▶ **About this task**
Search the records for the word "below". Copy every line where it appears.

(Entries supplied)

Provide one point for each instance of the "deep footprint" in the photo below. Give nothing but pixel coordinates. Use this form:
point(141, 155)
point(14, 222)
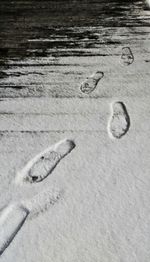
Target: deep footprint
point(91, 82)
point(11, 220)
point(119, 123)
point(43, 164)
point(127, 57)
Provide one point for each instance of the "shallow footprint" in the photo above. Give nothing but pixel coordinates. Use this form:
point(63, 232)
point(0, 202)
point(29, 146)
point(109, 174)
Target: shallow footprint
point(119, 122)
point(43, 164)
point(91, 82)
point(11, 220)
point(127, 57)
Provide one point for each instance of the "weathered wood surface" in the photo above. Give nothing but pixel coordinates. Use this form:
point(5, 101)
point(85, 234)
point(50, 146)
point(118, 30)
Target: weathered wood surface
point(48, 48)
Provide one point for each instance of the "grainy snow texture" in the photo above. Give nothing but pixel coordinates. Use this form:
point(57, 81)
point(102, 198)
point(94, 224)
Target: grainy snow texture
point(74, 131)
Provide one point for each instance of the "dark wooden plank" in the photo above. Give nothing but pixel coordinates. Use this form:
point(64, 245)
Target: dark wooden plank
point(48, 48)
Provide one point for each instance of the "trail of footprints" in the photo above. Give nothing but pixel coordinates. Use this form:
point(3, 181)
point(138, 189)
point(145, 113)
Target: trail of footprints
point(13, 216)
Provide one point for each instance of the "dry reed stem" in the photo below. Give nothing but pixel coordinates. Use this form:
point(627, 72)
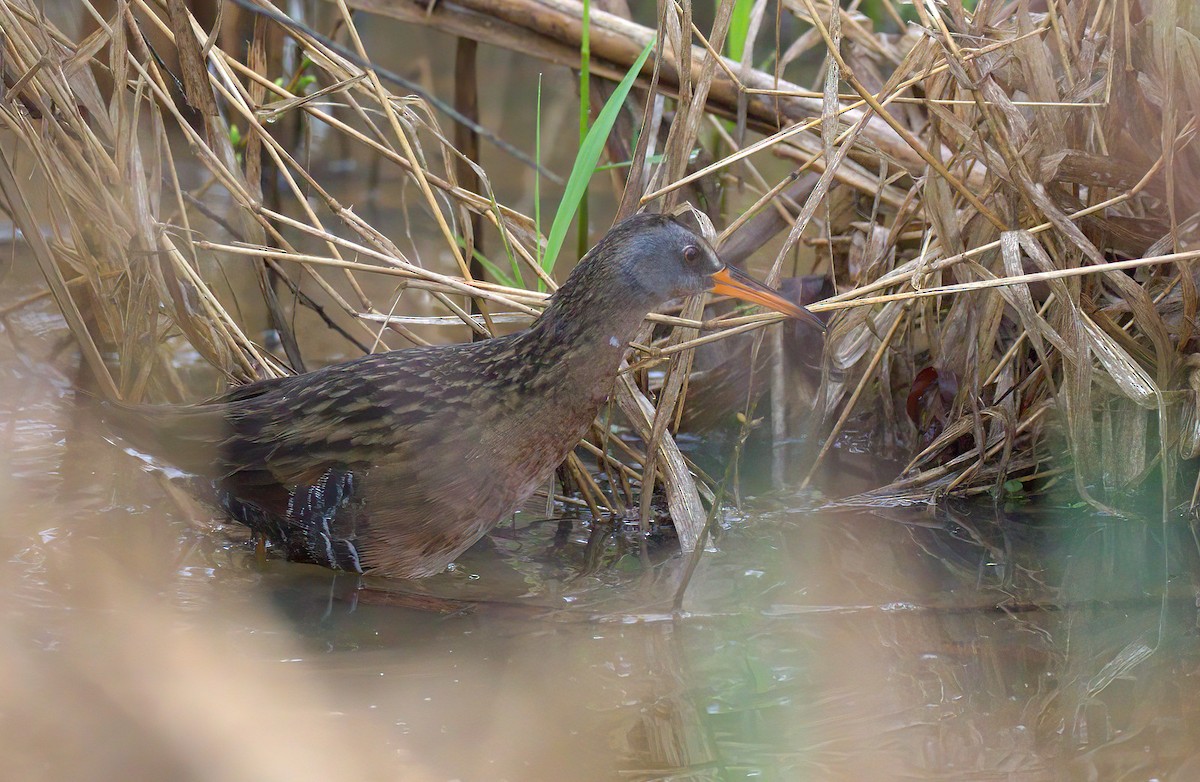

(End Entries supplied)

▶ **Response**
Provide one point for each instance of the "deep footprint" in the photo below. Give nothing but pixel coordinates. Use this form:
Provide one point for each instance of the "dry reed stem" in the photo below. Give nothing but pixel coordinates. Use this form:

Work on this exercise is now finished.